[Opening DATA FOR PROCESSING section]
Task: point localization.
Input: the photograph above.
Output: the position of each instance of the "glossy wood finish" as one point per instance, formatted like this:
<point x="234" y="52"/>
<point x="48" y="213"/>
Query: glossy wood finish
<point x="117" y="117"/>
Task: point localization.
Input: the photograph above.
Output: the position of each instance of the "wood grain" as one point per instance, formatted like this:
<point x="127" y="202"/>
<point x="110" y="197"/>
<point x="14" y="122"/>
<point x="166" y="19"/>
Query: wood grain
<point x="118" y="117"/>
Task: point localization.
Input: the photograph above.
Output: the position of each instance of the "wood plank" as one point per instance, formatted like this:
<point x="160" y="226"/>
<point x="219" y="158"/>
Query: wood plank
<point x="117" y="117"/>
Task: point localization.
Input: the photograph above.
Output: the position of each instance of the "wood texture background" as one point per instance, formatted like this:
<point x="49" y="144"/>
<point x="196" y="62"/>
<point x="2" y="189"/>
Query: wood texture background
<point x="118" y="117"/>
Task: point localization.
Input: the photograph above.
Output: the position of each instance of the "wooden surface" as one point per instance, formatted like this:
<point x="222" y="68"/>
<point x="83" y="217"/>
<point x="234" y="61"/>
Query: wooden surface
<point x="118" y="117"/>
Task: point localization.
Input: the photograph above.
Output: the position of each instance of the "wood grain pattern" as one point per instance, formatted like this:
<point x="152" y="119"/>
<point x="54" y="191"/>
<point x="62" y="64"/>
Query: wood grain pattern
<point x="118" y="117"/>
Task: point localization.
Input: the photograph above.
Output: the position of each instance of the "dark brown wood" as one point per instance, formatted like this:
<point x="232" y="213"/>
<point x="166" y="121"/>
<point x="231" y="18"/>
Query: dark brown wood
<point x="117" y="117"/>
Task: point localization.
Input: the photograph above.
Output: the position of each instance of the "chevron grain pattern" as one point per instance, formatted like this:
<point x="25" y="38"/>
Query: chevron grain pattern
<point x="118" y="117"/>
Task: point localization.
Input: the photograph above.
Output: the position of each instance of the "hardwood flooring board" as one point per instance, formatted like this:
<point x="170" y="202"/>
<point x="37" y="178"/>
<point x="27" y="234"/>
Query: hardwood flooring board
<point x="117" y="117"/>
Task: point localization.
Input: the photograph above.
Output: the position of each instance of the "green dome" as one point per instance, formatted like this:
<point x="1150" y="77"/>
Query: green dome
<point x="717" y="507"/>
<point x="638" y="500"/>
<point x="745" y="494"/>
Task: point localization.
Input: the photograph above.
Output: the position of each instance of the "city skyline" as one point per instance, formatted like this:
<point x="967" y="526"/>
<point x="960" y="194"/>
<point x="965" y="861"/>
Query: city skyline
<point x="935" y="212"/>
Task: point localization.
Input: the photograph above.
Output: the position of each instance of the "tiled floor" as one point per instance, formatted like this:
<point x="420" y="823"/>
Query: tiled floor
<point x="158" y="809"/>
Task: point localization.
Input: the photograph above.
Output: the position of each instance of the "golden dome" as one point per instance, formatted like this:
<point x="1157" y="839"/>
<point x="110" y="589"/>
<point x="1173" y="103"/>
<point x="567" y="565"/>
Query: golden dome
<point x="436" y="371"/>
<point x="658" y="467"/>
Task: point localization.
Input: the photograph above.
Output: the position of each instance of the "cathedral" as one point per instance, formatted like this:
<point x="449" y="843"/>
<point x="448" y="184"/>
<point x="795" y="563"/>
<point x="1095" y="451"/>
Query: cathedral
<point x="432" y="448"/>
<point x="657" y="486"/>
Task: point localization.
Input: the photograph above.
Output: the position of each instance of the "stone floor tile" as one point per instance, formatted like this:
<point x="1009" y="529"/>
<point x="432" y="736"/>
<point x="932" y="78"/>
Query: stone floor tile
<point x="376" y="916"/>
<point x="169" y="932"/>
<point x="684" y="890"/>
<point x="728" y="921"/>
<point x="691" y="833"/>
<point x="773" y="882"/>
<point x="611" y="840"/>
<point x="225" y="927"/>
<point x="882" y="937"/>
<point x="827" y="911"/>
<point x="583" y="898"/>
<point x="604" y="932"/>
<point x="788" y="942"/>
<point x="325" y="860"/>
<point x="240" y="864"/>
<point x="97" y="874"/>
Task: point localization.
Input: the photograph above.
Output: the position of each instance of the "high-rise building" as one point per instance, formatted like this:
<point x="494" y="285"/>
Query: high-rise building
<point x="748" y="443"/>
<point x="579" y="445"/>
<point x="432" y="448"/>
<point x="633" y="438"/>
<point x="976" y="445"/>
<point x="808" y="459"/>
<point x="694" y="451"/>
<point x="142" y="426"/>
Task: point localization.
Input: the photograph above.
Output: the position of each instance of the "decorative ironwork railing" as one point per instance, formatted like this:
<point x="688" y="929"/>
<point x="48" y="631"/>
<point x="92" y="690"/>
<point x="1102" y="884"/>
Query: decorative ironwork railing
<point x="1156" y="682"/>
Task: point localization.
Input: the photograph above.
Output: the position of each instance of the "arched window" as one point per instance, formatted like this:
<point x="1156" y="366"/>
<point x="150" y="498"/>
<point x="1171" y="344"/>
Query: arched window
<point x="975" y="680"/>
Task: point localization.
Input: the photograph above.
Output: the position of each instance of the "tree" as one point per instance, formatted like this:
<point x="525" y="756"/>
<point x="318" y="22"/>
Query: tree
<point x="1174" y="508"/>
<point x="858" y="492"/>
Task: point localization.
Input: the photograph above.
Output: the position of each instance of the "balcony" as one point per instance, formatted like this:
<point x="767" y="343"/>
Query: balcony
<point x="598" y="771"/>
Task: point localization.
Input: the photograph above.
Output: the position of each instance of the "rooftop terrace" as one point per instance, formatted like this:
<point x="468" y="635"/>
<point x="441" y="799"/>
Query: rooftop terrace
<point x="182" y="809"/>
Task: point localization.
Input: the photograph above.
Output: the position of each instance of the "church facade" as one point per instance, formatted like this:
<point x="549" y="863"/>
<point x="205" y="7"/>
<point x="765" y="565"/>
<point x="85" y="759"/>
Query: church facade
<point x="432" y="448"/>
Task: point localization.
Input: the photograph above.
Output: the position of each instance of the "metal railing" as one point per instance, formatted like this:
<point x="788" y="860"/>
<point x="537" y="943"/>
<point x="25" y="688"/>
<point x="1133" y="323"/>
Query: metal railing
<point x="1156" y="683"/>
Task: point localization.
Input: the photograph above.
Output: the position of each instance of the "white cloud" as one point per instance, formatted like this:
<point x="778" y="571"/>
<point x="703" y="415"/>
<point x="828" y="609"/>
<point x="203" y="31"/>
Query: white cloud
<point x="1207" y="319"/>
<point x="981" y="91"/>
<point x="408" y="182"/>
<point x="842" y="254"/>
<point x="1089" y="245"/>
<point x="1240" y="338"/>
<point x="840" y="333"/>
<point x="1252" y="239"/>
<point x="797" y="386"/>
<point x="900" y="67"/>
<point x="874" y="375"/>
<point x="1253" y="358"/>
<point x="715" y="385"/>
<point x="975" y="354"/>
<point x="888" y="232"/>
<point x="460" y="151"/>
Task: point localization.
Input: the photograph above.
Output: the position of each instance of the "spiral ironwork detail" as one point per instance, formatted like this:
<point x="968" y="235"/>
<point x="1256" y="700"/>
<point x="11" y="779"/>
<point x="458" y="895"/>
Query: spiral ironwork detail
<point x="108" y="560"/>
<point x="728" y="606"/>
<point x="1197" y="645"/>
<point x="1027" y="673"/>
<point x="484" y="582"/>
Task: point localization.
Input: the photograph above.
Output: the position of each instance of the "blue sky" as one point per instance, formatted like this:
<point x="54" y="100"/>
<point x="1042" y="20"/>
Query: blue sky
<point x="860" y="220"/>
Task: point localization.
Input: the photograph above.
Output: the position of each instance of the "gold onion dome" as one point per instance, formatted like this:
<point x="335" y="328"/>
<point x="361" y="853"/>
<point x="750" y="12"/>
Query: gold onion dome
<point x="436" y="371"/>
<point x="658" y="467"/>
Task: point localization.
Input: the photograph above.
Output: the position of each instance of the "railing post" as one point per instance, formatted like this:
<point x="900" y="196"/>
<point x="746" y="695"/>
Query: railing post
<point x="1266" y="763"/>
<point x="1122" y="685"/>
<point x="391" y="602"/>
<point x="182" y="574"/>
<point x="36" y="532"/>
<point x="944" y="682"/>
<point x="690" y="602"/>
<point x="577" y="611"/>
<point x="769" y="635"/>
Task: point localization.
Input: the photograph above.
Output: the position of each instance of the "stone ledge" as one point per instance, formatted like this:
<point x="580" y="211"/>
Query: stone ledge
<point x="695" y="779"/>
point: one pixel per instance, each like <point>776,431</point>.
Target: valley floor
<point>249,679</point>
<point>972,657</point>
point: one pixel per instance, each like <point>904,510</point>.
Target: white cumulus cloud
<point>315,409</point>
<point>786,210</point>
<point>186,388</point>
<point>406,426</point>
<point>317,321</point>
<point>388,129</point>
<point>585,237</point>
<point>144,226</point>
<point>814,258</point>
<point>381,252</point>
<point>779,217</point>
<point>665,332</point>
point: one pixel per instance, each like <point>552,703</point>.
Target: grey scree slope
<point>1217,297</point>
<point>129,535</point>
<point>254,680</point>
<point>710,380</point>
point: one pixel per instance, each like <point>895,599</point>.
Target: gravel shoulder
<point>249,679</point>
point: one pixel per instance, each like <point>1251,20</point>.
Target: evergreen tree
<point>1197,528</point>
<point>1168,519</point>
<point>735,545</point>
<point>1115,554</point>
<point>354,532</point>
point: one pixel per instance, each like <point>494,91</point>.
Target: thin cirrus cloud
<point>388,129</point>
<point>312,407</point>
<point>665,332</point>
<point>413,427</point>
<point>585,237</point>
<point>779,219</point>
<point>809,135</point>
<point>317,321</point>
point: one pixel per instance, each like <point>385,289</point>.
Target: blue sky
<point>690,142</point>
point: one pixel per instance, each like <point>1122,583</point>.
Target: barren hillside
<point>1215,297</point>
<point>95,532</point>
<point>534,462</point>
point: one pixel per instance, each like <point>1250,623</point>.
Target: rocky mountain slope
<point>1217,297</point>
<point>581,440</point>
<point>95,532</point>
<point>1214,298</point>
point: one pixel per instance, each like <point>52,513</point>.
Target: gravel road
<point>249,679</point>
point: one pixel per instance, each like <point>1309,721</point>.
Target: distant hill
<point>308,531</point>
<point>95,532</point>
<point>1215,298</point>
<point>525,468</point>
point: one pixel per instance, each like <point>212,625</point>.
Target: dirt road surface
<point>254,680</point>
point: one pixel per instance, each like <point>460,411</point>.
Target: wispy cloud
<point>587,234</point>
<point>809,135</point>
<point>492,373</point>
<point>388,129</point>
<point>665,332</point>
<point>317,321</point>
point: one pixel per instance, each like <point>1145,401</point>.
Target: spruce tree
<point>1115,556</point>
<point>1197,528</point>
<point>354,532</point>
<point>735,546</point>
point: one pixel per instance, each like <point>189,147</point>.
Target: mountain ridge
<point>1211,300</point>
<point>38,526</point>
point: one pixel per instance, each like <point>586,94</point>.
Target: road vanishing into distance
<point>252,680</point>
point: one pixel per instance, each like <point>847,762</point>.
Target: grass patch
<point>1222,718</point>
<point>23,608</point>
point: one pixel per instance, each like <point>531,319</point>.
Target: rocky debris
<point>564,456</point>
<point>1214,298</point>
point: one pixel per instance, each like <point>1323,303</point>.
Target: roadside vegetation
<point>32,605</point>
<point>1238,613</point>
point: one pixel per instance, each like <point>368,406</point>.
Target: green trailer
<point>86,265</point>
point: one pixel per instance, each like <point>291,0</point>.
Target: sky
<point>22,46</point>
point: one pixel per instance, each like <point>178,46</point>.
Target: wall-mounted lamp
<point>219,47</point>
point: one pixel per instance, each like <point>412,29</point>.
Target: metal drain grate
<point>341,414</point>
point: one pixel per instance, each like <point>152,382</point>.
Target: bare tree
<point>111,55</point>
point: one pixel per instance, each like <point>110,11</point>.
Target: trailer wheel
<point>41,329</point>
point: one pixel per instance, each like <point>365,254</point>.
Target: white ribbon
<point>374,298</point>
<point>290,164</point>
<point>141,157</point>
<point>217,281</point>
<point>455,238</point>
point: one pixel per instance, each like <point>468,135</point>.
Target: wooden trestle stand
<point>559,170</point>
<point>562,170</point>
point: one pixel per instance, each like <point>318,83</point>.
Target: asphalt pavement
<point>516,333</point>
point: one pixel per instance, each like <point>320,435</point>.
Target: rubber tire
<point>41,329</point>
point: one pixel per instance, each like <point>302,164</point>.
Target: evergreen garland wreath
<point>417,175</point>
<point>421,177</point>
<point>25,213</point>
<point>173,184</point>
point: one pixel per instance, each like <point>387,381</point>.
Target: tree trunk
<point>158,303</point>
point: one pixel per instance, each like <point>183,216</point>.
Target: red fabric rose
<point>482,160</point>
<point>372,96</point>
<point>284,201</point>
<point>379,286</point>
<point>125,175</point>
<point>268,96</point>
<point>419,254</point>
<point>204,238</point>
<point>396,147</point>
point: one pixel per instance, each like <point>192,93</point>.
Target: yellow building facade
[Closing DATA FOR PROCESSING section]
EXERCISE: An exact copy of the lines above, from the one containing "Target: distant hill" down to the one containing "point: one pixel per instance, each like <point>460,411</point>." and including both, is the whole answer; retype it and nothing else.

EXERCISE RESULT:
Target: distant hill
<point>308,531</point>
<point>95,532</point>
<point>1215,298</point>
<point>525,468</point>
point: one pixel per instance, each like <point>212,625</point>.
Target: dirt road surface
<point>254,680</point>
point: one pixel per instance, each like <point>460,411</point>.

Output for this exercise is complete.